#### [REQUEST]
Rewrite each entry below, changing "planogram checker" to "shelf audit tool" and keeping everything else the same. Leave the pictures out of your answer.

[Entries for pointing and labeling]

····················

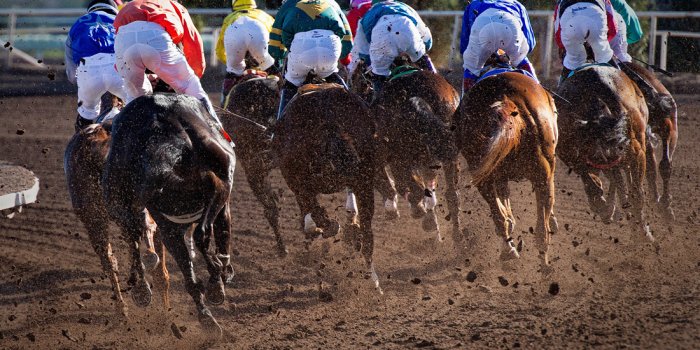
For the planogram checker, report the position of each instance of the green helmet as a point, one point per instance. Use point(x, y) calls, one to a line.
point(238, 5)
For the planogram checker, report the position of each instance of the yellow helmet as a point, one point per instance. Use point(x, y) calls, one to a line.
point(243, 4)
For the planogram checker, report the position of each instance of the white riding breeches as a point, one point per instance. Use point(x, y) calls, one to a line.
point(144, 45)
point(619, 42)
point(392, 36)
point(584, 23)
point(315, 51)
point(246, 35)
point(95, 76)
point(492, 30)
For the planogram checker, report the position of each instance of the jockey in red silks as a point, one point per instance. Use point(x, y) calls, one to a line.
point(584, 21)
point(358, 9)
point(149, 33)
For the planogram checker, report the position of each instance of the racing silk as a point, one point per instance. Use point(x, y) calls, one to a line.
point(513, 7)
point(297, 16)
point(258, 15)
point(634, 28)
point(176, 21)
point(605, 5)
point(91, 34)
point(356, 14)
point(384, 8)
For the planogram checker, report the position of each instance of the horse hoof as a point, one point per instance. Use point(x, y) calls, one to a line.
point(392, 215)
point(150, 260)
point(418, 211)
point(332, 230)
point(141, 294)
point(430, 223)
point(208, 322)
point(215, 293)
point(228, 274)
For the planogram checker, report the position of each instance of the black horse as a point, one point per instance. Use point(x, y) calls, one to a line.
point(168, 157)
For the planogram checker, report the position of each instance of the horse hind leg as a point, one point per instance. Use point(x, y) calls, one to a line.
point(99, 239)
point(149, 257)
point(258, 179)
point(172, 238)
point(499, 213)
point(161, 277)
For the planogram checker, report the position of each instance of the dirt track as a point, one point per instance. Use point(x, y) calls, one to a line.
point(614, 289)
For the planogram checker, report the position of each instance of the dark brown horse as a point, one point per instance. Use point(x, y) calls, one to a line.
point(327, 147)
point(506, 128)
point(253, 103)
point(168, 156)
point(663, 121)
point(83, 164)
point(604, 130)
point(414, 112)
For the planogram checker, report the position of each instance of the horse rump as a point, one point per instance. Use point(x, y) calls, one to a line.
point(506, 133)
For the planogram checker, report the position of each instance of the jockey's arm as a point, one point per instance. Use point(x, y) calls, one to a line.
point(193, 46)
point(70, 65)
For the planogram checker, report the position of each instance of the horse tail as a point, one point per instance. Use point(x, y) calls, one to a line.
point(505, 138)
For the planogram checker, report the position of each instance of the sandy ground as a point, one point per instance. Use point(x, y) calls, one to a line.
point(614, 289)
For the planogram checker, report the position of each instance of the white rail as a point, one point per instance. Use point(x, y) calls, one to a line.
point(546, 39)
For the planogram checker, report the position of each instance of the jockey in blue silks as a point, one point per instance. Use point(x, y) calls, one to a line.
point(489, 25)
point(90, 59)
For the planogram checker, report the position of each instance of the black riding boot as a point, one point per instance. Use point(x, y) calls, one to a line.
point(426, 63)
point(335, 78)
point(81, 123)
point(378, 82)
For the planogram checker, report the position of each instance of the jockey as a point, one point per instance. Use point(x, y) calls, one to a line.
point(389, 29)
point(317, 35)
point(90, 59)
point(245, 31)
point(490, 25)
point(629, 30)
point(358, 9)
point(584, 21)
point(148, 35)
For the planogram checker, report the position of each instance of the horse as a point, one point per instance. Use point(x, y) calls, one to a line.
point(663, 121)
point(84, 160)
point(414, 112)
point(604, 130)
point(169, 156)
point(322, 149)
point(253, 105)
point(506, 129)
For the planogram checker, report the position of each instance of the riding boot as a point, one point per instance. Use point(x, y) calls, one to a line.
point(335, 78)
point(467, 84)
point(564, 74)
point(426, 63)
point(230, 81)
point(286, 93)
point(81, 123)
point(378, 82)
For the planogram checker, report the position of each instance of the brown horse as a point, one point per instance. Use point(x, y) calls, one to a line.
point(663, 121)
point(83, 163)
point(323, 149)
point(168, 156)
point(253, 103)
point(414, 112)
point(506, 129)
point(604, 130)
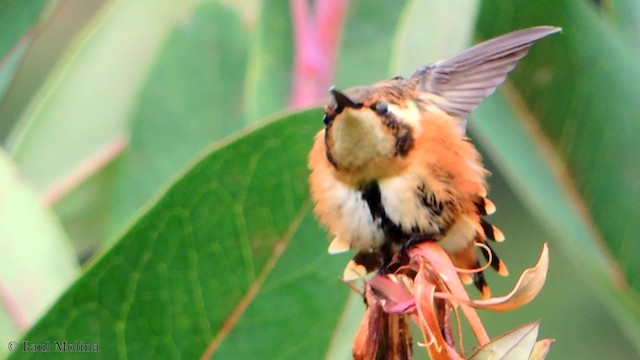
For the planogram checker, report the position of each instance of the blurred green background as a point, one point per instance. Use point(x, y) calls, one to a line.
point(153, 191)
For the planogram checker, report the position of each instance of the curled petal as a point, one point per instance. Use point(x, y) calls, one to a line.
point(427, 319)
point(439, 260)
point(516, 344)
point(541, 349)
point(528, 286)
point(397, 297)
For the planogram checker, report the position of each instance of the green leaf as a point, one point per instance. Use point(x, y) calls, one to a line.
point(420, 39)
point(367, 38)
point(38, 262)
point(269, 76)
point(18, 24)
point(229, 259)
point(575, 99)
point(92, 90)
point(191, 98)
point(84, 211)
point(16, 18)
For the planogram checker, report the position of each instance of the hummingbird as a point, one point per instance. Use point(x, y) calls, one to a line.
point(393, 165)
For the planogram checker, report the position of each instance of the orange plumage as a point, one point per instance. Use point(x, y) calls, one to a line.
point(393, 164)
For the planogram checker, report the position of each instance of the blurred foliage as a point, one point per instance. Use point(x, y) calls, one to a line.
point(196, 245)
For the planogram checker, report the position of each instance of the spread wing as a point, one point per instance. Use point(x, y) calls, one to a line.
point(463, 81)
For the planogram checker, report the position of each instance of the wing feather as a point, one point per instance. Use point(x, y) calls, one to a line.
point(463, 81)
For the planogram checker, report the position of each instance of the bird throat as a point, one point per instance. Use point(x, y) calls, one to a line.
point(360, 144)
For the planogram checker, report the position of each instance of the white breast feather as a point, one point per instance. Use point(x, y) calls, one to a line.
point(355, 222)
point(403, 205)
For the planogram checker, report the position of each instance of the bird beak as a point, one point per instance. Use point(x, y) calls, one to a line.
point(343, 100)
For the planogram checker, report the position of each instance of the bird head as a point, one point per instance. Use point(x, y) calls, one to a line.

····················

#### [FINAL ANSWER]
For the shelf audit tool, report the position of each instance of the green helmet as a point, one point per instance. Use point(x, y) calls, one to a line.
point(238, 5)
For the shelf audit tool, report the position of each instance of the yellow helmet as a point, one point per instance. Use point(x, y) calls, one to a line.
point(243, 4)
For the shelf audit tool, report the position of each instance of the white riding breeches as a point, one point per instance. Use point(x, y) calls, one to a line.
point(144, 45)
point(619, 42)
point(392, 36)
point(584, 23)
point(315, 51)
point(246, 35)
point(95, 76)
point(492, 30)
For the shelf audit tool, report the position of each instance of the jockey in red silks as a point, one point per instance. Use point(x, y) calls, one to a line.
point(584, 21)
point(358, 9)
point(149, 33)
For the shelf audit tool, report the position of each instance of the racing silk as a point, one point per instance. Use point(x, y) calls, one to a line.
point(513, 7)
point(297, 16)
point(258, 15)
point(634, 28)
point(176, 21)
point(605, 5)
point(91, 34)
point(356, 14)
point(384, 8)
For the shelf audit tool, report the position of each instance of the horse hoof as a point, one point per instance. Use point(x, y) calls, one to a line.
point(392, 215)
point(150, 260)
point(418, 211)
point(332, 230)
point(141, 294)
point(430, 223)
point(208, 322)
point(215, 293)
point(228, 274)
For the shelf audit tool, report the position of each instance of the black horse as a point, one point per instance. Use point(x, y) calls, one to a line.
point(168, 157)
For the shelf audit tool, report the position of each instance of the horse hind leg as a point, one point per instance. Use point(x, y) calls, one to a line.
point(99, 239)
point(149, 257)
point(258, 179)
point(172, 238)
point(499, 213)
point(161, 277)
For the shelf audit tool, report the position of each instance of the dirt track as a point, one point per instance. Use point(x, y) calls, one to a line.
point(614, 289)
For the shelf audit tool, report the position of each instance of the dark brown horse as a point, one point per instance. Use point(x, y) calls, one to a line.
point(327, 147)
point(506, 128)
point(253, 103)
point(168, 156)
point(663, 121)
point(83, 164)
point(604, 130)
point(414, 112)
For the shelf audit tool, report the position of each instance of the horse rump as a point, one point per instance. Use point(x, y) calls, one to a line.
point(506, 133)
For the shelf audit tool, report the position of each instance of the jockey's arm as a point, one point per instance. Use point(x, y) calls, one to a line.
point(193, 46)
point(70, 65)
For the shelf audit tool, report the position of each instance of the horse tail as a point, one point per instance. Use point(x, y) calls, one to a line.
point(505, 138)
For the shelf audit tool, report the position of each instance of the sandy ground as a point, one point per instance. Use point(x, y) calls, one to a line.
point(614, 289)
For the shelf audit tool, report the position of each instance of the white rail as a point, one point per instance. Use point(x, y) calls, one to a line.
point(546, 39)
For the shelf audit tool, report the position of each instance of the jockey in blue silks as a point, one point per instance. Use point(x, y) calls, one to a line.
point(489, 25)
point(90, 59)
For the shelf audit tool, report the position of each instance of the black riding boot as a point, one point per instance. Use point(x, y) calls, one to a line.
point(426, 63)
point(335, 78)
point(81, 123)
point(378, 82)
For the shelf audit tool, report the position of each instance of the jockey as a point, one point per instance. Use point(x, y) calls, one to a line.
point(389, 29)
point(317, 35)
point(90, 59)
point(245, 31)
point(490, 25)
point(629, 30)
point(358, 9)
point(584, 21)
point(148, 35)
For the shelf audit tool, report the position of each instance of the horse as a point, one point per instance. Use point(x, y) calls, one to a line.
point(663, 121)
point(84, 160)
point(414, 112)
point(604, 130)
point(169, 156)
point(322, 149)
point(253, 105)
point(506, 129)
For the shelf audit tool, report the position of each instance of the riding boot as a point, one point per instance. Use point(x, y) calls, one to a line.
point(335, 78)
point(467, 84)
point(564, 74)
point(426, 63)
point(230, 81)
point(286, 93)
point(81, 123)
point(378, 82)
For the shelf audit tool, report the position of each instance of the brown horse as a point, one point per instance. Use point(x, y) calls, one to a line.
point(663, 121)
point(83, 163)
point(323, 149)
point(168, 156)
point(253, 103)
point(414, 112)
point(506, 129)
point(604, 130)
For the shelf audit tool, report the position of each instance of the blurred green background as a point, one point per instance. Use point(x, y) calls, one to a line.
point(153, 191)
For the shelf audit tool, report the position of each instance of the curled petal as a point, one point per instance. Use point(x, y) calls, one to a line.
point(427, 319)
point(439, 260)
point(516, 344)
point(541, 349)
point(528, 286)
point(397, 297)
For the shelf audit tool, report the position of each instance of the green leaf as a point, one point per instance. Use point(x, y) calls, one to a line.
point(420, 39)
point(367, 38)
point(38, 262)
point(269, 76)
point(18, 24)
point(229, 259)
point(575, 99)
point(92, 90)
point(191, 98)
point(84, 211)
point(16, 18)
For the shelf audit tool, report the position of each instance of the hummingbird as a point, one point per instance. Use point(x, y) calls, one to a line.
point(393, 165)
For the shelf audit tool, report the position of each instance of the orange plumage as a point, one point per instance. Use point(x, y) calls, one to a line.
point(393, 164)
For the shelf audit tool, report the position of each instance of the blurred foliage as a point, one point per instance. Use point(x, y) calls, one to a line.
point(196, 245)
For the shelf audit tool, report the position of each instance of the spread wing as a point, one point per instance. Use point(x, y) calls, one to a line.
point(463, 81)
For the shelf audit tool, report the position of each instance of the wing feather as a point, one point per instance. Use point(x, y) calls, one to a line.
point(463, 81)
For the shelf audit tool, report the position of each instance of the bird throat as a point, one point per instance. Use point(x, y) calls, one to a line.
point(360, 144)
For the shelf audit tool, report the position of each instance of the white breast feather as a point, one point per instance. Use point(x, y) calls, one to a line.
point(355, 222)
point(403, 205)
For the shelf audit tool, report the position of each instance of the bird beak as a point, one point per instance. Use point(x, y) calls, one to a line.
point(343, 100)
For the shelf audit tool, report the position of each instance of the bird head as a point, one point per instance. Use point(x, y) calls, one to a line.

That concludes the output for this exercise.